— Goal —
Please tally the rows below that contain the string "front" with matching case, and reply with the number alone.

— Extracted information —
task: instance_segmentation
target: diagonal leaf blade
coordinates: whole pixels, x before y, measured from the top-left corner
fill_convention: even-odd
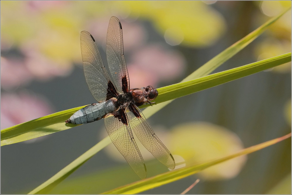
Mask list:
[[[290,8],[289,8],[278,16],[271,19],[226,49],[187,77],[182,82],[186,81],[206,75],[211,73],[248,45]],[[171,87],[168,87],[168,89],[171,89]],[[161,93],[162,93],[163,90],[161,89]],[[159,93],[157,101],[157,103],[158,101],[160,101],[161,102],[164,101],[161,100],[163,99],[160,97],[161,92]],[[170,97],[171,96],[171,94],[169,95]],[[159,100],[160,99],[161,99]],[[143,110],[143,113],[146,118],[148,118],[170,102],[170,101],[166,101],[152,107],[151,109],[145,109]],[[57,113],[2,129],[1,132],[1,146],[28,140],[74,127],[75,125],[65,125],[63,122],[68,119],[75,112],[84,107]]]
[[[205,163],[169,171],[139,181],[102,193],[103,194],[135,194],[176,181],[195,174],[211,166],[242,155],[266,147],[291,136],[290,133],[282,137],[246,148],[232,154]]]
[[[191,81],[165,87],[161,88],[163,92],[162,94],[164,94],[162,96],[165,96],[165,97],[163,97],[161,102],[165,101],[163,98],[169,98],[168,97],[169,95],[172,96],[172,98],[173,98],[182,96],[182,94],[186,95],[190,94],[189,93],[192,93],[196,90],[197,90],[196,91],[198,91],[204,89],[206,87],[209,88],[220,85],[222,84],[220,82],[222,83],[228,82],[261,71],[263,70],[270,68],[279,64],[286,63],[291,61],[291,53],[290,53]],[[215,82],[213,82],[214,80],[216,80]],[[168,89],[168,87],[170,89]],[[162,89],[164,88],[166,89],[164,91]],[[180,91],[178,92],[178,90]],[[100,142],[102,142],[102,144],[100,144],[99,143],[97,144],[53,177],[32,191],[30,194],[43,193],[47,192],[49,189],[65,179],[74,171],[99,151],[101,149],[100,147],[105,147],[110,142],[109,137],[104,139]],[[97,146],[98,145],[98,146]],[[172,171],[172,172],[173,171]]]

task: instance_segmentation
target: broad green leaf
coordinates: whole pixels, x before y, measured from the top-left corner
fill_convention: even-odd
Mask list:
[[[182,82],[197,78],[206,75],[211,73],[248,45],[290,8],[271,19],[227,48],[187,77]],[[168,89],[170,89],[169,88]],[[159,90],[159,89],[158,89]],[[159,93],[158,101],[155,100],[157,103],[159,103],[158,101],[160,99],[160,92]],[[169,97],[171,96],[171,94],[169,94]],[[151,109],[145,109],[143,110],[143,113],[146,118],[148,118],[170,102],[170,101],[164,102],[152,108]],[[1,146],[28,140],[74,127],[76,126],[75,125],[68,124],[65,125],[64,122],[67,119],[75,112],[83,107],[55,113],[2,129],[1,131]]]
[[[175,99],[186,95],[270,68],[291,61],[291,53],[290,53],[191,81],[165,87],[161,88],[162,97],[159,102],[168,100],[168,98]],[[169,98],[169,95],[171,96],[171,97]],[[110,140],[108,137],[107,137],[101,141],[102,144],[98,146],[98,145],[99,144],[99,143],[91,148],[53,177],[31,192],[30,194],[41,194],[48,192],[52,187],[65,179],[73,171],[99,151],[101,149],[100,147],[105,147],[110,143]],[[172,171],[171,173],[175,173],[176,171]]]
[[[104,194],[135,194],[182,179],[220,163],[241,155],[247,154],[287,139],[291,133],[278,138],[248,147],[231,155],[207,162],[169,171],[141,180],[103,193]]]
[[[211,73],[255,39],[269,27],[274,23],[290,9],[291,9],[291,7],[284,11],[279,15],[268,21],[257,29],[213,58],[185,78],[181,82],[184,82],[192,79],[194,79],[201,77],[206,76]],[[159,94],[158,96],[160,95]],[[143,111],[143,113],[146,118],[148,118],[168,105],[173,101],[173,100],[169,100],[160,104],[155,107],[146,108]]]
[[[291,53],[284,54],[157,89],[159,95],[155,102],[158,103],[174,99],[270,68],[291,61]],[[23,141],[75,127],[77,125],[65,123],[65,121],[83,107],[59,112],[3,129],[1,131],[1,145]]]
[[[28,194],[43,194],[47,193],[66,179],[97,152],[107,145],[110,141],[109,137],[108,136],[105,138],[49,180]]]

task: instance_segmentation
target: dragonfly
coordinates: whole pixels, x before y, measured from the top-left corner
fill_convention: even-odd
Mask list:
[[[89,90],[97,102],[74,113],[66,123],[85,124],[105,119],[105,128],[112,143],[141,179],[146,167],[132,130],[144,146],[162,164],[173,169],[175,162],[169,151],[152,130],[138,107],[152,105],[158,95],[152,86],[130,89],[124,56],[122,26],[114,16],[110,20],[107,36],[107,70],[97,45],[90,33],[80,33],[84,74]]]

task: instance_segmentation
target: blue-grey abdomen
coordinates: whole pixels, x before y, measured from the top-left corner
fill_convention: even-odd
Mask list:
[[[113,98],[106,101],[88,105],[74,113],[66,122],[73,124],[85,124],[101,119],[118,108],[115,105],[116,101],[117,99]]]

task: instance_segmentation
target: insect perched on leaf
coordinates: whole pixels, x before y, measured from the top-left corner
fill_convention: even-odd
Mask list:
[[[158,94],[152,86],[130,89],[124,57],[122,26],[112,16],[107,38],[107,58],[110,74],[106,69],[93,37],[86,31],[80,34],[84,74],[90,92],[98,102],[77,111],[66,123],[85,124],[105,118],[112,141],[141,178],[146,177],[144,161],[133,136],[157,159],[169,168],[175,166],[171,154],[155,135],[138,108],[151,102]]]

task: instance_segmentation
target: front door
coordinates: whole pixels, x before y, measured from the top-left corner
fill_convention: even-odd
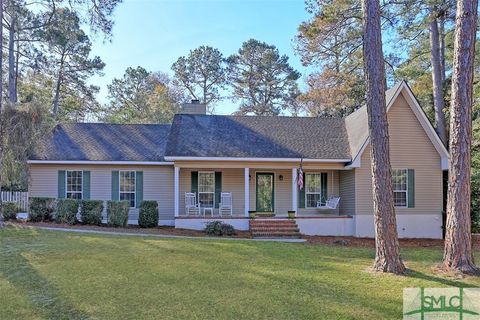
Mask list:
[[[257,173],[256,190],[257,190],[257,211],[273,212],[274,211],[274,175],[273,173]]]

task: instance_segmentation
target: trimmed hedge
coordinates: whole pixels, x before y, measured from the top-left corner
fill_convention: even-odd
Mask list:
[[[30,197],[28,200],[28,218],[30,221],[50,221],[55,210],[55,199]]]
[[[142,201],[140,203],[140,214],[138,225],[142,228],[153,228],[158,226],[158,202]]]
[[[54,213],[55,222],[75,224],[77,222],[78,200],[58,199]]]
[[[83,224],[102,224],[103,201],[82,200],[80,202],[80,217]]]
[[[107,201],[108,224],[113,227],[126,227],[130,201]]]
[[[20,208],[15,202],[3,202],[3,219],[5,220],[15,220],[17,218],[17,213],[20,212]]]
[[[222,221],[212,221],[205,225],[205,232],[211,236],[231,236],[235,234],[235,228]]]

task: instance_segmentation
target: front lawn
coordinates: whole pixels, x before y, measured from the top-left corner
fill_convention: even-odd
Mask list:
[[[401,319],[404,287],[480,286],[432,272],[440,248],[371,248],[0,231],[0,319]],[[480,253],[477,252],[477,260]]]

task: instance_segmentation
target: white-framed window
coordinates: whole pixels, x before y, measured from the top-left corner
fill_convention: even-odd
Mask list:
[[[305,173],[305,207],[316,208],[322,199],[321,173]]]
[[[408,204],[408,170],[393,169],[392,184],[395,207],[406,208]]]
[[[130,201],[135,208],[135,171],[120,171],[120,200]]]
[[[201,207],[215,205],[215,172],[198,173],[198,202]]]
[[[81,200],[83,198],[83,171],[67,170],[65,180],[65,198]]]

* * *

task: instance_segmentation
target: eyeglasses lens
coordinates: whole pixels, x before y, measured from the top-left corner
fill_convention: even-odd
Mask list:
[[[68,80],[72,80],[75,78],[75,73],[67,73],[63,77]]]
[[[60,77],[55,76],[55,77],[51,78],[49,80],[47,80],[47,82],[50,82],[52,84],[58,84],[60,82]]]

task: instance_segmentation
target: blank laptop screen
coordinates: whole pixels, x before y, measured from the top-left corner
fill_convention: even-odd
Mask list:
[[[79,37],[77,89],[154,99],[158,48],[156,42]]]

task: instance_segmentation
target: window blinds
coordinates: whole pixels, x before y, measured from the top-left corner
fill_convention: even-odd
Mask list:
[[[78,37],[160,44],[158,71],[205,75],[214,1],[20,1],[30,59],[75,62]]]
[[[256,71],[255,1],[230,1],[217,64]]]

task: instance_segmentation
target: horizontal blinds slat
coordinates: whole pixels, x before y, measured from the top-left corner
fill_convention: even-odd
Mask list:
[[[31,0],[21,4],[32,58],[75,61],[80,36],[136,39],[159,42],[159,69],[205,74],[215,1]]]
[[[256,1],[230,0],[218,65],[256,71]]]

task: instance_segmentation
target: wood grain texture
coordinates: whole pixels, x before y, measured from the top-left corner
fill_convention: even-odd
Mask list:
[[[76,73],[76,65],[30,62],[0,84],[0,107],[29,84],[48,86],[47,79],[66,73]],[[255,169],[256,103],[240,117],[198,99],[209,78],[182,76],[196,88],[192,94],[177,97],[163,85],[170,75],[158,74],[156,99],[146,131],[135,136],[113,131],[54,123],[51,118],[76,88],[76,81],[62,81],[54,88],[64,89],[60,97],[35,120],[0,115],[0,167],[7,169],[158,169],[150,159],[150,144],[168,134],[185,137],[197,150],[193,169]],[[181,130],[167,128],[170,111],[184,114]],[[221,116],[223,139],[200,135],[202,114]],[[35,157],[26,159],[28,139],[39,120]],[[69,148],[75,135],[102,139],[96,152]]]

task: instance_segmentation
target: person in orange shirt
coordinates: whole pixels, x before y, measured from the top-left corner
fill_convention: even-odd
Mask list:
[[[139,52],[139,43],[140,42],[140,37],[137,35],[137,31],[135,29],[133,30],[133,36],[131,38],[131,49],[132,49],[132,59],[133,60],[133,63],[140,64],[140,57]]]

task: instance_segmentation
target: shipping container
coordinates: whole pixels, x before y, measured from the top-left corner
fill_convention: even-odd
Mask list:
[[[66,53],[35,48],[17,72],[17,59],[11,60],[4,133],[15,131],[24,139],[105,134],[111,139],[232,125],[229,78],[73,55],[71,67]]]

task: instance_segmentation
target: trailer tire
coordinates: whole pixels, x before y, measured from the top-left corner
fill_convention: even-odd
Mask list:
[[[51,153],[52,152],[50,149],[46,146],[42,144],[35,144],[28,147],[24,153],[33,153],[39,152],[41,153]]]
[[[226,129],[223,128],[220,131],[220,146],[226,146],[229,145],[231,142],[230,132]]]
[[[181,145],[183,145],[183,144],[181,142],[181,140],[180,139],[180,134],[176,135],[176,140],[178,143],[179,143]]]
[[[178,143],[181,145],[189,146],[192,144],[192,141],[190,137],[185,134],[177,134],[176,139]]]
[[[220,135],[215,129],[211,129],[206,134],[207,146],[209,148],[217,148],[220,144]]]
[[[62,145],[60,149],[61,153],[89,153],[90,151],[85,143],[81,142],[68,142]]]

— The response —
2